Start Entries shown

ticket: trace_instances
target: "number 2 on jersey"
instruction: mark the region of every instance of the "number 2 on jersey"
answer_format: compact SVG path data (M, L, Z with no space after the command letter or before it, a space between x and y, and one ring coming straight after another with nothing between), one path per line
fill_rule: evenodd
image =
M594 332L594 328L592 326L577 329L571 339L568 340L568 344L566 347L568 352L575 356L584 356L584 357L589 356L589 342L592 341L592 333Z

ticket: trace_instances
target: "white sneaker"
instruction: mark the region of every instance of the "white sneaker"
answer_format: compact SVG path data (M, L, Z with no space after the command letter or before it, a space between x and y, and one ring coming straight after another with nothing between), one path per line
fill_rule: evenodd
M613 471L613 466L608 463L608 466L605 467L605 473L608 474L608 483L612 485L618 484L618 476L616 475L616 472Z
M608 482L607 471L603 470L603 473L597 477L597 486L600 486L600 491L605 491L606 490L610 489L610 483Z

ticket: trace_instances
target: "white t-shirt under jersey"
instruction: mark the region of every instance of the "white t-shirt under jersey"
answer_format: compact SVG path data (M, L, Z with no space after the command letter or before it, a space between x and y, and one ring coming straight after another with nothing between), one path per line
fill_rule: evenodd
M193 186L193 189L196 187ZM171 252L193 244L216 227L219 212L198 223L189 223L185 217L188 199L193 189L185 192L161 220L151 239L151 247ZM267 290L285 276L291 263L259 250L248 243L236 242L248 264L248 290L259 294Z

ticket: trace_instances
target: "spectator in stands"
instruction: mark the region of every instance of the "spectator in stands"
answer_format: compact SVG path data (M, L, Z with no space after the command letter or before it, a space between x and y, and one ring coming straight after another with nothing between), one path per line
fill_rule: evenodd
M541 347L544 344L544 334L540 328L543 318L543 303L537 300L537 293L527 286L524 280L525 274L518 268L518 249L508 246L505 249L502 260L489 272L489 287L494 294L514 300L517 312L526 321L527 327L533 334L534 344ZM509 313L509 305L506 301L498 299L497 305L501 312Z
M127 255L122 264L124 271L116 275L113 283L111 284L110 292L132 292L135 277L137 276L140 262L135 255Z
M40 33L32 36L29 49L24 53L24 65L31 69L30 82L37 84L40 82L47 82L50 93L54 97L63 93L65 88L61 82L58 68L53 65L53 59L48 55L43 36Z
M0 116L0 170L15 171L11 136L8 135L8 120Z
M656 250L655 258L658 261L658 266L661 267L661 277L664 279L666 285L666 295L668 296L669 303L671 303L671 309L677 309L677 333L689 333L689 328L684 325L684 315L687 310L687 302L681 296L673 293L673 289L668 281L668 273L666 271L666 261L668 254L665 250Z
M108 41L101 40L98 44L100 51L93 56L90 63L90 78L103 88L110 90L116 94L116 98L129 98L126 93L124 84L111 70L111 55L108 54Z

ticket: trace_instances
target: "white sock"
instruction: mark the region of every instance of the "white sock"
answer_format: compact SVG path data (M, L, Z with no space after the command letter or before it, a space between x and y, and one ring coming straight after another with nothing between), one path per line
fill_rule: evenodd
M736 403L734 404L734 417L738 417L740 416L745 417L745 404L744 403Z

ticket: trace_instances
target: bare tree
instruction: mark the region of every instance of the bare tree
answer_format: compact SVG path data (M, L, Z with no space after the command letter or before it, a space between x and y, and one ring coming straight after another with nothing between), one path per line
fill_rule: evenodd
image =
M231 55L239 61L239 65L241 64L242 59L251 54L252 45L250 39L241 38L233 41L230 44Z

End Entries shown
Start Entries shown

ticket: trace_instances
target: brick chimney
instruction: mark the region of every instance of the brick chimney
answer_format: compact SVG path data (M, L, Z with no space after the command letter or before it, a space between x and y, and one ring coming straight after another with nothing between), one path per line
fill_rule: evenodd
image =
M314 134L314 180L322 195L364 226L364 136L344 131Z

End Entries shown

Exercise requirements: State how many lines of the records above contain the string "tree", with uppercase and lowercase letters treated as distinct. Give only the number.

Exercise output: 2